- _Your objective_
Using the listing below, retype only the lines from the line with "Might I ask you to indicate the dirt" through the end, both ends included, and exclude the pictures.

Lines of data

_ _ _

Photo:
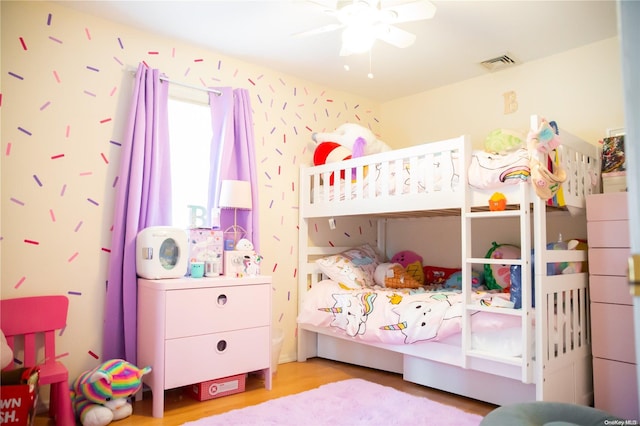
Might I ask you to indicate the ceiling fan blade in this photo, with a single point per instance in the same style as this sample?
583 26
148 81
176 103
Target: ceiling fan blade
395 36
325 4
320 30
406 12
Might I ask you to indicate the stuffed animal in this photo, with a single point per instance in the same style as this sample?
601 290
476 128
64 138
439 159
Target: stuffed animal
330 152
545 138
503 141
498 276
393 275
101 395
358 140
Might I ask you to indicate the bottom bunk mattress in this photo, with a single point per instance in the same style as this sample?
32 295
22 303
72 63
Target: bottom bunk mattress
401 316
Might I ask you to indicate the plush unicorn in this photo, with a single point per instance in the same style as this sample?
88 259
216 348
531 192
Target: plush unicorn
101 395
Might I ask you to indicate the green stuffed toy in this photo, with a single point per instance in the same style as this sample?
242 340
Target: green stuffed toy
503 141
101 395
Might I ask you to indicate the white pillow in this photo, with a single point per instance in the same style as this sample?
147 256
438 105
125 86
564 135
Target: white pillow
353 268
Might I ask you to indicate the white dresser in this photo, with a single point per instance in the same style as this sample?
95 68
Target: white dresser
192 330
612 328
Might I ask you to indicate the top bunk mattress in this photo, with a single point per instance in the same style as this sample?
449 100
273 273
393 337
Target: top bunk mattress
444 176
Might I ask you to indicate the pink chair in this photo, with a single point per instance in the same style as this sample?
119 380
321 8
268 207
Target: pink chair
23 319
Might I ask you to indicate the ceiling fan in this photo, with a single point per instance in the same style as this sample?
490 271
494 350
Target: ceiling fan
365 21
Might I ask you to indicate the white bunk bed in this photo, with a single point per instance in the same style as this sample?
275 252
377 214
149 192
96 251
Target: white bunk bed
555 357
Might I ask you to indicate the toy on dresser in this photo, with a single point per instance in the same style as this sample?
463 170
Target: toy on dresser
243 261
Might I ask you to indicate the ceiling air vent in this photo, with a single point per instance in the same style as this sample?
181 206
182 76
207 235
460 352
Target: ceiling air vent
500 62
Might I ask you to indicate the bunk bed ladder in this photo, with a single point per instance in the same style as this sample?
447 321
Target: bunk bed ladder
523 214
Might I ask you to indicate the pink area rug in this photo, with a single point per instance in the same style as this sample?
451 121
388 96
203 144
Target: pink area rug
349 402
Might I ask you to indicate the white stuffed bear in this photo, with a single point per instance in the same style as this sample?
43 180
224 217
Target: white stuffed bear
348 134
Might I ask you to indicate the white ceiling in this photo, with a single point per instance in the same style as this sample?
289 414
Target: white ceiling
448 48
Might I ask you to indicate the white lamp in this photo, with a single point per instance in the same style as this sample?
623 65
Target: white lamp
235 194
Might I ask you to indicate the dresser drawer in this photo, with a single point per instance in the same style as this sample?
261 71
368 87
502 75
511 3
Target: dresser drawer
200 358
610 206
609 289
615 388
609 233
192 312
613 261
612 332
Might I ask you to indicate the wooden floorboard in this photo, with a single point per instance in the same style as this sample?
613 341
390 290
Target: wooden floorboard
290 378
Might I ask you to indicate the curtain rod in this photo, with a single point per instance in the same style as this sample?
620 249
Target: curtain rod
190 86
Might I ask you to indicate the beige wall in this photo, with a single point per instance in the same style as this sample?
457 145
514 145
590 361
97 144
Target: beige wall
73 114
581 89
54 240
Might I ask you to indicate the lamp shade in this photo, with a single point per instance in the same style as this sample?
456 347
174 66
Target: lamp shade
235 194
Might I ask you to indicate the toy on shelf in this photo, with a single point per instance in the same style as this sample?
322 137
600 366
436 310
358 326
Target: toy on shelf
101 395
412 263
498 276
497 202
503 141
355 138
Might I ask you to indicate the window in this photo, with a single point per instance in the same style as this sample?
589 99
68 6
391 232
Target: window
189 140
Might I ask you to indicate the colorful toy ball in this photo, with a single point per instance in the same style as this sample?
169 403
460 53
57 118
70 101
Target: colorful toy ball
497 202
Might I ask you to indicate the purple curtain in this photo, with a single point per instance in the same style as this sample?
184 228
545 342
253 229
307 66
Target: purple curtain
142 200
233 155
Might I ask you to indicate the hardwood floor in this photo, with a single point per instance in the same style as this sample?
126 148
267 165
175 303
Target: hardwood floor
291 378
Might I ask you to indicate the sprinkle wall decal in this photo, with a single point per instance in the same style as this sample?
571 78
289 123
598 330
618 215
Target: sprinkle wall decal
19 283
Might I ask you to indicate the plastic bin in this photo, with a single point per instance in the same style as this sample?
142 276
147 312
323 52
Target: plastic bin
277 338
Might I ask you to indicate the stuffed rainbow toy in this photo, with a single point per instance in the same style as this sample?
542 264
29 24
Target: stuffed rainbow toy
101 395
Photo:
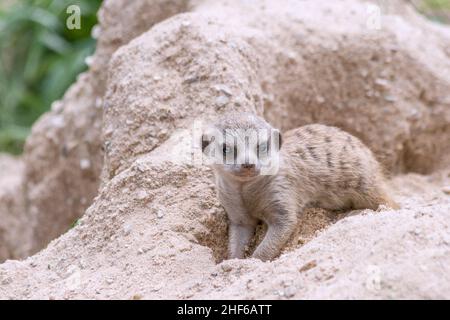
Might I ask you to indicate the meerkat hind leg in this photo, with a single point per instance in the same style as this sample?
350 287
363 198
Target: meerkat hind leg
278 233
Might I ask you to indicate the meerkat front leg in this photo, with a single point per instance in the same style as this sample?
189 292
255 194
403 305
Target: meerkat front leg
279 229
239 236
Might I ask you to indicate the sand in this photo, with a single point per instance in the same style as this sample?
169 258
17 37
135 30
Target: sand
106 201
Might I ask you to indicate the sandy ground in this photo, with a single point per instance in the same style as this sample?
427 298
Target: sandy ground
113 154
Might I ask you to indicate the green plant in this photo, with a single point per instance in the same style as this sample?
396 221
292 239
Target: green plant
39 59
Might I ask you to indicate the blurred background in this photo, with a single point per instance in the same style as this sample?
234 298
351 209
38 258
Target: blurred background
40 57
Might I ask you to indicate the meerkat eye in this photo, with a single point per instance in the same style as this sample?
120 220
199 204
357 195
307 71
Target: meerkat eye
226 149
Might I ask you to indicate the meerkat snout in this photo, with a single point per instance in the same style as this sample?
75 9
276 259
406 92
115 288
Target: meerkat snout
242 148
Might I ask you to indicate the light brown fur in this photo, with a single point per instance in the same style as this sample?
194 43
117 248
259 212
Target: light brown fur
319 165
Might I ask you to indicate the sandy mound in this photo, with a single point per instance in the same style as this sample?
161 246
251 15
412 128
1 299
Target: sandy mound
155 228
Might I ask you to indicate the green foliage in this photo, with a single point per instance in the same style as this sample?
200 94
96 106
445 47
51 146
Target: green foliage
39 59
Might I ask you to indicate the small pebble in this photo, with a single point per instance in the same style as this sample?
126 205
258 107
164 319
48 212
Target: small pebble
222 100
85 164
446 189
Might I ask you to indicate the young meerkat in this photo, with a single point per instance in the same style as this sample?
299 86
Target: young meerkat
267 177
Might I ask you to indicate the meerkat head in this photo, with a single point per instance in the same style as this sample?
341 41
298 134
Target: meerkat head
242 146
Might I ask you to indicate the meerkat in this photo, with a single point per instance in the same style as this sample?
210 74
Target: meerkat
271 178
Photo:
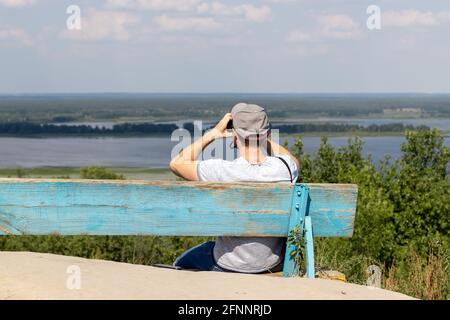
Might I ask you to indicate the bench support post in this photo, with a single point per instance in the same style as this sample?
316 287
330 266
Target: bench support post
297 220
310 271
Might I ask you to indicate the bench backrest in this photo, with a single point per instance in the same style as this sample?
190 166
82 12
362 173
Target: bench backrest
70 207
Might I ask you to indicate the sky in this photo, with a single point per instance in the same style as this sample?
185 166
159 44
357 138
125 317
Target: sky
267 46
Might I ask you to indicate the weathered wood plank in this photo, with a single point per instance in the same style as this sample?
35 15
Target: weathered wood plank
34 206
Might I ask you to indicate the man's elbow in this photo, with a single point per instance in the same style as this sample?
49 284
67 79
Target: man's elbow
174 167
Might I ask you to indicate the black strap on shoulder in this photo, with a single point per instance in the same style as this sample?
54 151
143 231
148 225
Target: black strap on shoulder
287 166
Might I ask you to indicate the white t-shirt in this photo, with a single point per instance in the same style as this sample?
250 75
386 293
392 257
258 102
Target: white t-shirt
248 254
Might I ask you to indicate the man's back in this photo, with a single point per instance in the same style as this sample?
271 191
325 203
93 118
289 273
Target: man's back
248 254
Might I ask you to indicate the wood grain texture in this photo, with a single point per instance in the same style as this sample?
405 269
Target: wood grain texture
95 207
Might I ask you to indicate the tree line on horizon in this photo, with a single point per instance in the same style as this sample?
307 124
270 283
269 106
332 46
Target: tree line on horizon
29 128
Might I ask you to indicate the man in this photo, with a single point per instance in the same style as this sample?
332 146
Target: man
261 160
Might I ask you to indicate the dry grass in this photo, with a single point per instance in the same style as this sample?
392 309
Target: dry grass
423 278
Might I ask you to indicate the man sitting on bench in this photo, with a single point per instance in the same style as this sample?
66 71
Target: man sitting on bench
261 160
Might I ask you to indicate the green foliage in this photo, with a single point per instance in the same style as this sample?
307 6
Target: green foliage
99 173
403 206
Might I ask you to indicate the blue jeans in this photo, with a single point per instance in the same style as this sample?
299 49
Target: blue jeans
201 258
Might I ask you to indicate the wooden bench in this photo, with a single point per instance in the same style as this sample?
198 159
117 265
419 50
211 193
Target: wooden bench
171 208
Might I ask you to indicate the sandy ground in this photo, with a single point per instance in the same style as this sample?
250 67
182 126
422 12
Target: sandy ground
25 275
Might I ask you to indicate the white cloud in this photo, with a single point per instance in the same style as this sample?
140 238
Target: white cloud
10 35
157 5
329 27
99 25
16 3
214 8
410 18
186 23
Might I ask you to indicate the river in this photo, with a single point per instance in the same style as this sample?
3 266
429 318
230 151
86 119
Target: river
149 152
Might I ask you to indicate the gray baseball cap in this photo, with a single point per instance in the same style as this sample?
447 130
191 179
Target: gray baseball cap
250 120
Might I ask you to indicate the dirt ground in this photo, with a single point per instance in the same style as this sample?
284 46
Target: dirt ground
26 275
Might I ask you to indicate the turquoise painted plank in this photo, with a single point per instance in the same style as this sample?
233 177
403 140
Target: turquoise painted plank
34 206
309 246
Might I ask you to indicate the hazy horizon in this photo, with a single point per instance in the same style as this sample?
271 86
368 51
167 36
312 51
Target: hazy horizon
201 46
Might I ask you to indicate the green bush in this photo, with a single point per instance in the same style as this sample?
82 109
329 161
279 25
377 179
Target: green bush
99 173
402 213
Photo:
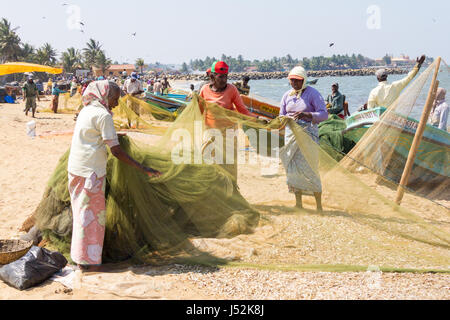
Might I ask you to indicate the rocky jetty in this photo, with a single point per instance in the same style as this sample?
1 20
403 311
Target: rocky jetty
283 75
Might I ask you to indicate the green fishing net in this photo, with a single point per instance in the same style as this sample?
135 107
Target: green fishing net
207 210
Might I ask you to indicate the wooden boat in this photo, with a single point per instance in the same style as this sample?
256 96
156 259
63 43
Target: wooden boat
431 168
261 108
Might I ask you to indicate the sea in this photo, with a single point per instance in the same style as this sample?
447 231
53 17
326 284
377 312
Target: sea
355 88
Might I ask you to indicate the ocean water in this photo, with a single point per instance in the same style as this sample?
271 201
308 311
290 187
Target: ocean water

_ _ _

- _Result of the exercise_
Might I ask you to indicate the dirt ground in this photo, with a single point per instance in the same style as this sample?
284 46
Target: dirt ground
26 275
Might I ask you to indicate the turquoise painted plank in this photo, with a single point per instance in the same style as this sample?
233 177
403 140
Target: turquoise painted plank
34 206
309 246
Might I ask you to indicate the hazy horizon in this photo, with a single point per instance in the same style as this sample?
271 86
368 51
167 36
312 51
Target: hazy horizon
201 46
Might I ask you to indicate the green bush in this photo, with a single point per instance in the same style as this sample?
82 109
329 161
279 25
377 179
Target: green bush
99 173
402 213
Photo:
Might I ask you to indicate the rocky jetty in this photo, with a single point per instance in the same style as this sample?
1 20
403 311
Target: rocky jetty
283 75
Might I ask you to indicate the green fishing net in this photo, with a single point per instance in the same style as this sample?
135 107
Target: green fishing net
207 210
Might I ask you to indicate the wooden boat in this photo, with a single point per instance in the same style as this sample?
256 96
156 259
63 43
Target: wooden boat
431 168
261 108
Might I ask you to indicate the sea in this photo, with a single point per instance in the same style as this sample?
447 231
53 17
326 284
377 312
Target: sea
355 88
Might I ask you to indicate the ocean water in this photo, with a single point per instance in the same style as this sample?
271 201
308 311
290 187
Target: ocean water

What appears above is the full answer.